» **Acciones requeridas**
- a) Convierte en una lista breve el párrafo del texto sobre las denuncias de magnicidio que empieza con "A mí también me iban a matar". Conserva sus hechos principales.
- b) Responde, a partir del texto sobre las denuncias de magnicidio, estas preguntas:
(i) ¿A qué hora ocurrió el asalto en la buseta?
(ii) Según Raymond Chandler, ¿qué debía conocer muy bien todo autor de una historia de misterio?
(iii) ¿Qué debería preguntarse el Gobierno?
- c) Prosigue el texto sobre las denuncias de magnicidio a partir de su última oración.

» **Texto mostrado**
------------
"A
mí también me iban a matar. Yo estaba en la buseta, bajando hacia Guarenas.
Eran como las 6:00 de la tarde. Cuando dimos la vuelta, saliendo ya hacia la
autopista, se montaron tres tipos. Yo iba en el asiento de adelante, junto a la
ventana. Sentí la pistola aquí, en el cachete. El dinero, el celular, el
reloj... Dame todo, dijeron. Si no, te quiebro. Yo sentí la punta de la pistola
en la nariz. Me olió a bala".
Raymond
Chandler, genio indiscutible de la novela policial, pensaba que todo autor de
una historia de misterio debía conocer muy bien el contexto cultural de sus
lectores. El relato del magnicidio tiene ese problema.
Aparece
en un país donde, cada día, olemos balas; donde cada quien tiene un cuento
espeluznante o un susto en la morgue.
El
Gobierno debería preguntarse por qué sus denuncias de magnicidio no sorprenden
a la ciudadanía. No hay escándalo.
No
hay indignación. Es, también, una noticia fallida.
------------
» **Material mostrado**
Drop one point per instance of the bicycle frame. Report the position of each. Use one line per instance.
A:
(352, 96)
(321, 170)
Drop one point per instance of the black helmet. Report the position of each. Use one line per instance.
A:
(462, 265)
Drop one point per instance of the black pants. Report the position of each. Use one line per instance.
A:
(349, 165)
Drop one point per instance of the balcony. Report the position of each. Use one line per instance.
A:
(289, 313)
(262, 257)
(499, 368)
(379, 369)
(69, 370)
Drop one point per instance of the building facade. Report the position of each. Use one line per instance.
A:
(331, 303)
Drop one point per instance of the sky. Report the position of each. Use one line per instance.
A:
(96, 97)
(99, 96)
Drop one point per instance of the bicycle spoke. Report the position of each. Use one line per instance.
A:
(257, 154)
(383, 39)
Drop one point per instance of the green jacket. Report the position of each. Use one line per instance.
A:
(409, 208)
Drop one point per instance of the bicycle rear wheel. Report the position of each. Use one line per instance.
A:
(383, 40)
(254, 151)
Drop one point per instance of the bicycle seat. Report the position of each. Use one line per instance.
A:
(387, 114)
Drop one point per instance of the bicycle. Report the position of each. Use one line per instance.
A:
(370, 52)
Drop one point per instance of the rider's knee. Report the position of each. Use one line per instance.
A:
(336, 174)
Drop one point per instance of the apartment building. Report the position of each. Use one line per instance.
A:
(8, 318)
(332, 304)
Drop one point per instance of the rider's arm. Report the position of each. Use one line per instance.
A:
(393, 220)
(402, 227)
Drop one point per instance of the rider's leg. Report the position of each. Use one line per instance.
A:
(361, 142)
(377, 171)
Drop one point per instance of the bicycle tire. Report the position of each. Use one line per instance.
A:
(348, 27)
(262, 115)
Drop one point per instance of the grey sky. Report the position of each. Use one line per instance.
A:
------------
» **Respuestas por número**
- a)
- Iba en una buseta que bajaba hacia Guarenas, hacia las 6:00 de la tarde.
- Al salir hacia la autopista subieron tres tipos.
- Iba en el asiento de adelante, junto a la ventana.
- Le pusieron la pistola en el cachete y luego en la nariz.
- Le exigieron el dinero, el celular y el reloj, con la amenaza "te quiebro".
- Le olió a bala.

- b)
(i) Como a las 6:00 de la tarde.
(ii) El contexto cultural de sus lectores.
(iii) Por qué sus denuncias de magnicidio no sorprenden a la ciudadanía.

- c)
Hace
demasiado poco, el mismo ministro Rodríguez Torres apareció ante las cámaras,
desenmascarando otra supuesta gran conspiración internacional. Tuvieron a
cineasta documentalista gringo preso durante un tiempo, dijeron que era agente
de la CIA, lo acusaron de todo y, de pronto, con insólita facilidad, lo dejaron
libre en el aeropuerto de Maiquetía. Es todo un récord: en cuatro meses han
convertido la palabra magnicidio en una tibia rutina.
"Hasta
aquí llegué. Eso pensé. Porque me dieron duro. Era una alcabala y me detuvieron
temprano. Se pusieron cómicos con los papeles, dijeron que las copias eran
chimbas. Luego me dieron unos coñazos. Y me pidieron real. Si no, te llevamos a
Catia, me dijeron. Ahí te va a ir peor. Llama a tu mujer, a tus amigos. Levanta
billete donde sea. Yo pensé que me iban a matar".
Hay
en el procedimiento discursivo oficial un error de cálculo. Siempre multiplican
de más. Su propia grandilocuencia arruina la denuncia. Gritan como si hubieran
sorprendido a Bruce Willis, armado hasta los dientes, con granadas debajo de
las muelas, escondido en una alcantarilla a pocos metros del Palacio de
Miraflores.
Sin
presentar una prueba, comienzan acusando a los partidos locales, luego saltan y
señalan a Roger Noriega, siguen con Posada Carriles, avanzan y denuncian a
Álvaro Uribe, para terminar metiendo a Obama en el complot y señalar que se
trataba de un plan para, al mismo tiempo, invadir Siria y perpetrar un
magnicidio en Venezuela.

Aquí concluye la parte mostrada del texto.